**Task directions:** The required output is every record, written out exactly.

**Supplied information:**
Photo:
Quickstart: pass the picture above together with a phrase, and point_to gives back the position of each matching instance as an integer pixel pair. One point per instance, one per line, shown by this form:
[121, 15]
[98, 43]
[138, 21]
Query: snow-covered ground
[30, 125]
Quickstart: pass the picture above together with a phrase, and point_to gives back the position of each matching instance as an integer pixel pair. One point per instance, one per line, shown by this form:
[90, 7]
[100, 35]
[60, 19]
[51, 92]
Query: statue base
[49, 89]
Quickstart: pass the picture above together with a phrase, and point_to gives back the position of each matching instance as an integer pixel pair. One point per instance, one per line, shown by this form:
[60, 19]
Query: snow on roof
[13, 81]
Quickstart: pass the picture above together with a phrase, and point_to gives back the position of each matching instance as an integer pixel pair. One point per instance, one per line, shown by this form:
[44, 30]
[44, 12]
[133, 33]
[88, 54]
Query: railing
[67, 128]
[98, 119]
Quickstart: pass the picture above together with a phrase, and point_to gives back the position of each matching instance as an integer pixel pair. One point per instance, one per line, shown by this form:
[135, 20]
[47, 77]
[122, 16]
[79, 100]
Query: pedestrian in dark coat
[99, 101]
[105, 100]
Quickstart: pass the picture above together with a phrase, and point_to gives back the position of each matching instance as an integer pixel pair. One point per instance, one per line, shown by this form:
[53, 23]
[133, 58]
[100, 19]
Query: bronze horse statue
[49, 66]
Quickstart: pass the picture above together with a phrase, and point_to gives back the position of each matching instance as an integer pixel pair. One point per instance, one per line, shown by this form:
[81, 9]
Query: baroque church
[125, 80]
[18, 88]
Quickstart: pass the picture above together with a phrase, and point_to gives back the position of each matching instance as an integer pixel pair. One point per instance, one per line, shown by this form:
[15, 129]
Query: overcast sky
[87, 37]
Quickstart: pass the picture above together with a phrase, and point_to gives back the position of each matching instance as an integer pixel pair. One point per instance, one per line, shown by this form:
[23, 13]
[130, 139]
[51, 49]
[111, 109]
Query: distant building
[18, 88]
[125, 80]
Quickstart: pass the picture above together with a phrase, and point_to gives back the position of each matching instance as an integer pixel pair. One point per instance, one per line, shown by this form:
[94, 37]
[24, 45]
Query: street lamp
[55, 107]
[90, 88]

**Problem solution:**
Photo:
Quickstart: pass the picture above together with a phrase, and point_to gives back the position of each matching instance as an integer pixel pair. One point per instance, one per line, shown by this form:
[121, 15]
[98, 43]
[138, 21]
Query: snow-covered ground
[30, 125]
Quickstart: pass the picture above together with a phrase, and point_to gives back the position of each matching instance as an integer pixel pair. One point per instance, one per line, shown by this form:
[90, 7]
[100, 35]
[60, 19]
[51, 92]
Query: statue base
[49, 89]
Quickstart: pass the picture above together with a phrase, and point_to gives back the position of each matching instance as an integer pixel pair. One point per instance, one per line, shown by this form:
[60, 19]
Query: snow on roof
[13, 81]
Quickstart: pass the picture above together with a phrase, and point_to gives back the position of each matching instance as an integer pixel pair. One point per instance, one per line, shown by this form:
[44, 30]
[44, 12]
[133, 33]
[88, 54]
Query: railing
[67, 128]
[98, 119]
Quickstart: pass the picture above together with a phrase, and point_to gives back the position of each matching instance as an integer pixel pair. One point per instance, one per line, shown by this form:
[135, 20]
[47, 77]
[122, 16]
[79, 100]
Query: pedestrian in dark coat
[99, 101]
[105, 100]
Quickstart: pass the picture above together with a phrase, and point_to gives back the position of each matching instance as an integer pixel pair. One point per instance, one per line, shown by this form:
[53, 23]
[133, 58]
[100, 19]
Query: bronze horse statue
[49, 66]
Quickstart: pass the picture above together with a phrase, and point_to gives back the position of each matching instance as an integer pixel pair. One point per instance, one per line, shown by this form:
[81, 9]
Query: baroque church
[125, 80]
[18, 88]
Quickstart: pass the picture above together with a phrase, and point_to gives back the position of each matching instance as an integer pixel pair. One point per instance, one per line, shown by this form:
[15, 129]
Query: overcast sky
[87, 37]
Quickstart: pass the picture above together with a phrase, and point_to gives back the position of each matching instance as an integer pixel pair. One point per instance, one per line, shown by this form:
[23, 13]
[130, 139]
[51, 49]
[111, 109]
Query: distant building
[18, 88]
[125, 80]
Quickstart: pass the picture above together with a phrase, and point_to gives back the position of each matching instance as an integer pixel pair. One point per instance, one per line, shown by this form:
[94, 37]
[24, 45]
Query: street lamp
[55, 107]
[90, 88]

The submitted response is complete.